THE TASK → Show each line of the material that contains the string "white". Case counts.

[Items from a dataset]
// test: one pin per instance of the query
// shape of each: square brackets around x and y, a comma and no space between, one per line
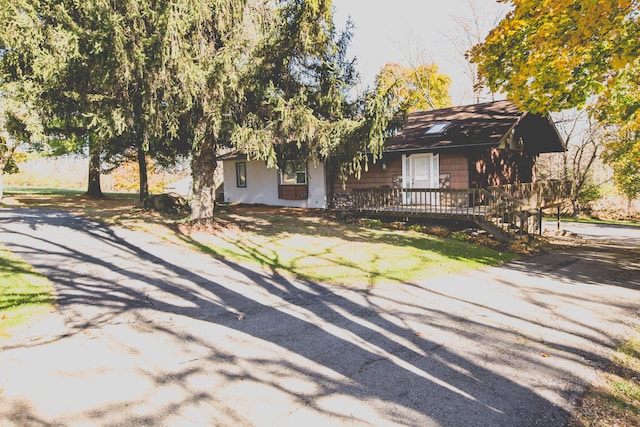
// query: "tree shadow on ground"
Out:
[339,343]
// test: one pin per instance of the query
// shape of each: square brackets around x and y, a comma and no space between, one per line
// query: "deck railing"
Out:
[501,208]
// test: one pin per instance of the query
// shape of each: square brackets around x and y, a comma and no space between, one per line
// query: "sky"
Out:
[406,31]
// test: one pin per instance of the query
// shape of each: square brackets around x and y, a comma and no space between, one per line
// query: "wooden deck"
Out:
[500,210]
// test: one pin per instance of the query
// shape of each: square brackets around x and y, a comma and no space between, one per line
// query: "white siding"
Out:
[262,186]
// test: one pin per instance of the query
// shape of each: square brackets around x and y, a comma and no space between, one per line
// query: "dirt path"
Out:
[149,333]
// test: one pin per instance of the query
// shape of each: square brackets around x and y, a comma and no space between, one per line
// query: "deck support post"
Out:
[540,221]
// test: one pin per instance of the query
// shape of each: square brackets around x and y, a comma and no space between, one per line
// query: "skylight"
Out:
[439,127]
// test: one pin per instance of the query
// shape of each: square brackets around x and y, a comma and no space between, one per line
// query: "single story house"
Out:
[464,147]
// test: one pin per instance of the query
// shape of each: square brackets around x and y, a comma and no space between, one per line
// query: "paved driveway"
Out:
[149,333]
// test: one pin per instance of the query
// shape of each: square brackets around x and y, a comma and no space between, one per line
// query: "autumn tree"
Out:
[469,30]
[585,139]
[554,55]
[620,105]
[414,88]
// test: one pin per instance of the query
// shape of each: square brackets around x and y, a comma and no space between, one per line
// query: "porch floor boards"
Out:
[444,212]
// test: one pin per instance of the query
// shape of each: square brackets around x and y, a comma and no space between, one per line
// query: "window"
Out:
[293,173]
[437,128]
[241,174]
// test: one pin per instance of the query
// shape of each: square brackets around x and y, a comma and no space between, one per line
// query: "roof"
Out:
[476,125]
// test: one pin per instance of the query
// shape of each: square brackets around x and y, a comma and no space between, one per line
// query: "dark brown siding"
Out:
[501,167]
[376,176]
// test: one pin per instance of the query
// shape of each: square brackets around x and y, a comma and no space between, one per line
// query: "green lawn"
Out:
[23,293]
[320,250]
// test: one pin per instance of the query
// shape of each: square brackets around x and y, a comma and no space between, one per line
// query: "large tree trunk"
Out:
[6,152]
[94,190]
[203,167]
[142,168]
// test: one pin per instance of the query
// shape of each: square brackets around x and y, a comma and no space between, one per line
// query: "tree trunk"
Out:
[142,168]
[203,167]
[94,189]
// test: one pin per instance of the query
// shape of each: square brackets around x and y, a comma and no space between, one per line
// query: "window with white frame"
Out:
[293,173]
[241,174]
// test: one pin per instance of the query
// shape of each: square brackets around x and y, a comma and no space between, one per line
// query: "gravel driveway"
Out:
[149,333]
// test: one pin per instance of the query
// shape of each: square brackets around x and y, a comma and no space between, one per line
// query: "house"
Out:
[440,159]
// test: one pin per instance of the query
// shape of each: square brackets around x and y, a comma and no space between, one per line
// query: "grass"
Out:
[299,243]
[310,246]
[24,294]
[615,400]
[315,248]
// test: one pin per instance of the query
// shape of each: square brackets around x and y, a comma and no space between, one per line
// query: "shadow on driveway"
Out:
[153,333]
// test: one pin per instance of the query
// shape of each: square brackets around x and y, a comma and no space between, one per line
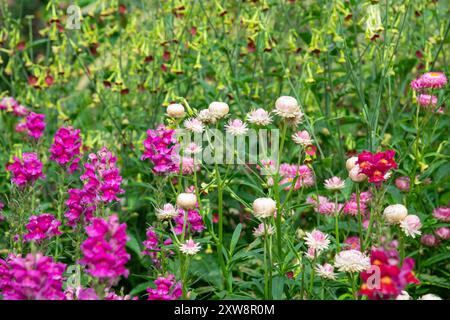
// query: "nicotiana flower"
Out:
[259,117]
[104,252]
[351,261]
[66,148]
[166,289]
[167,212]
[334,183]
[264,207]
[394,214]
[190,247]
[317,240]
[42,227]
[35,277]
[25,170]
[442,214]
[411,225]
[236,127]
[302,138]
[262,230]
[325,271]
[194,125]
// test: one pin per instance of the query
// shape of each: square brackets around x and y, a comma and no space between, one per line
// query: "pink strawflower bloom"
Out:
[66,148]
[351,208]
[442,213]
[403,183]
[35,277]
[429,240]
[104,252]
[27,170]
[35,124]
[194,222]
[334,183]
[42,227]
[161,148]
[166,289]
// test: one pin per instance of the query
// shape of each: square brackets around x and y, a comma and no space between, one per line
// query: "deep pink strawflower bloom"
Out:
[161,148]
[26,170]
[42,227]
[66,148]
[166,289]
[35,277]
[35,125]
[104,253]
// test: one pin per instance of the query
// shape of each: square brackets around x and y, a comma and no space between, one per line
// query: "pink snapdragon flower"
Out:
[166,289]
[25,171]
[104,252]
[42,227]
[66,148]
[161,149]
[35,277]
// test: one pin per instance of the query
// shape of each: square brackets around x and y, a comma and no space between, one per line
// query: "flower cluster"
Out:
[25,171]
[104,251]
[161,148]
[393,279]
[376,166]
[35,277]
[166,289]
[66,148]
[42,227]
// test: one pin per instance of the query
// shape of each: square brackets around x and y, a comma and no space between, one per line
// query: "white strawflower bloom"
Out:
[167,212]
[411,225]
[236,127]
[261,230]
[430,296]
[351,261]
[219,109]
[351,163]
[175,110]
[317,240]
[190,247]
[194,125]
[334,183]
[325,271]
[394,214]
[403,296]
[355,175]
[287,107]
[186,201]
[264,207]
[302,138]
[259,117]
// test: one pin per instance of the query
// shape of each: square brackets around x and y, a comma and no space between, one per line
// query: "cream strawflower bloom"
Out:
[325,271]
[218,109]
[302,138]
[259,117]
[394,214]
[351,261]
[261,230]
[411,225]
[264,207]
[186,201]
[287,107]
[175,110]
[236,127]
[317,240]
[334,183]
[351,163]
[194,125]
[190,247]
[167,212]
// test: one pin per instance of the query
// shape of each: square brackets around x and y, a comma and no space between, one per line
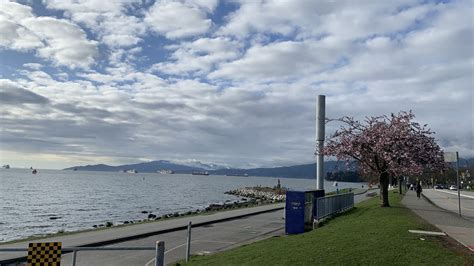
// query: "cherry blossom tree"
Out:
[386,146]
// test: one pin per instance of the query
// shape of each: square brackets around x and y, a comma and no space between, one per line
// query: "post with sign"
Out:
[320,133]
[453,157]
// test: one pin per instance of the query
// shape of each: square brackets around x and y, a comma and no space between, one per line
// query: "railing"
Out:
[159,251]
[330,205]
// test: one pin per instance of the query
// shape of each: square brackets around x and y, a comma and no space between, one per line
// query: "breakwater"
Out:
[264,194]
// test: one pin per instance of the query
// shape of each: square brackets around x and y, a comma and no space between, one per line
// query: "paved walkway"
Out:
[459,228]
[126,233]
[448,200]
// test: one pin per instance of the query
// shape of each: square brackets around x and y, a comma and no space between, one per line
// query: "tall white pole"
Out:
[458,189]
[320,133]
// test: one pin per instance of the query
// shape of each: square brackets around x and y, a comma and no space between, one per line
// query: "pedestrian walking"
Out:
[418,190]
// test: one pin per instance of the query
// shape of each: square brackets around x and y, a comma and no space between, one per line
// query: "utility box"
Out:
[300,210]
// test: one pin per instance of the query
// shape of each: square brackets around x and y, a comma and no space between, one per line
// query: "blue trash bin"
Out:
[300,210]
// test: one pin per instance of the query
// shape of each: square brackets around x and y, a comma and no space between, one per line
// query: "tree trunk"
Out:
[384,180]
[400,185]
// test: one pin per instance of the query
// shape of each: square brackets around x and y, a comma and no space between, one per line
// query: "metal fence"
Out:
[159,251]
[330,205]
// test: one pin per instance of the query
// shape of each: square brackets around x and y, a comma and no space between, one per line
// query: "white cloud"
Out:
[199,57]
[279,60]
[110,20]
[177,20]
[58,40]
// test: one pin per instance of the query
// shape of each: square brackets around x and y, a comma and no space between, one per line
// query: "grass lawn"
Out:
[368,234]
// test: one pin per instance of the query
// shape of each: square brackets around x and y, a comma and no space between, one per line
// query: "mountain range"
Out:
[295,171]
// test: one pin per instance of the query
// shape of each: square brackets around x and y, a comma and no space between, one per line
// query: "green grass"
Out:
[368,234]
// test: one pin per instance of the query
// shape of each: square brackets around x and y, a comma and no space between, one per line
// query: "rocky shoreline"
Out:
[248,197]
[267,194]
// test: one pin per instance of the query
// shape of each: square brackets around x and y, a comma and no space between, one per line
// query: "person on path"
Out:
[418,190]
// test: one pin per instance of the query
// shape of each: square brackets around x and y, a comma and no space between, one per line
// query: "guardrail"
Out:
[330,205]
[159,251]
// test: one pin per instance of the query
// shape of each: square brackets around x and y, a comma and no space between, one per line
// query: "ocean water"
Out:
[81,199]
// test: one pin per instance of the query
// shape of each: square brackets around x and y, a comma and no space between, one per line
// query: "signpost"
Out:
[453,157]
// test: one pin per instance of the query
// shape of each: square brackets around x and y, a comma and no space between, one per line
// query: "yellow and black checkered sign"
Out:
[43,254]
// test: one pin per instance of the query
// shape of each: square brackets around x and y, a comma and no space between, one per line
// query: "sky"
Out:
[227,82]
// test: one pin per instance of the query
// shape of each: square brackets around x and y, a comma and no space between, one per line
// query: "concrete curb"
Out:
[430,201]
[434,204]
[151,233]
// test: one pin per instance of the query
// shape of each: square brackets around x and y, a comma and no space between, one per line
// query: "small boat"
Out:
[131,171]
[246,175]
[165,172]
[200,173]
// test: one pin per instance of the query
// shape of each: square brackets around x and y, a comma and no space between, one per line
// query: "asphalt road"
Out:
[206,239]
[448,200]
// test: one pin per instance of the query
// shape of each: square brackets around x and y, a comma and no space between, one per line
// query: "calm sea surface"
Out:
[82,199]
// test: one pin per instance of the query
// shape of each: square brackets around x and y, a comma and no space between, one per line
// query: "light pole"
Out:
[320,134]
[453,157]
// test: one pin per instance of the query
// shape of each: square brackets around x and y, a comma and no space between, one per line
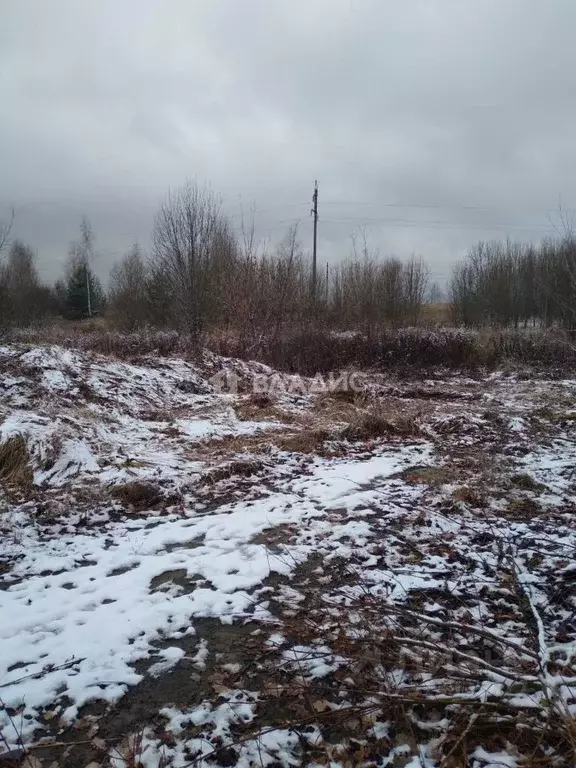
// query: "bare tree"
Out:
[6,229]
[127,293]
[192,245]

EXERCISE ANSWER →
// query: "white siding"
// query: "window with white frame"
// query: "white strawflower bloom"
// query: "tall white pole"
// query: "white cloud"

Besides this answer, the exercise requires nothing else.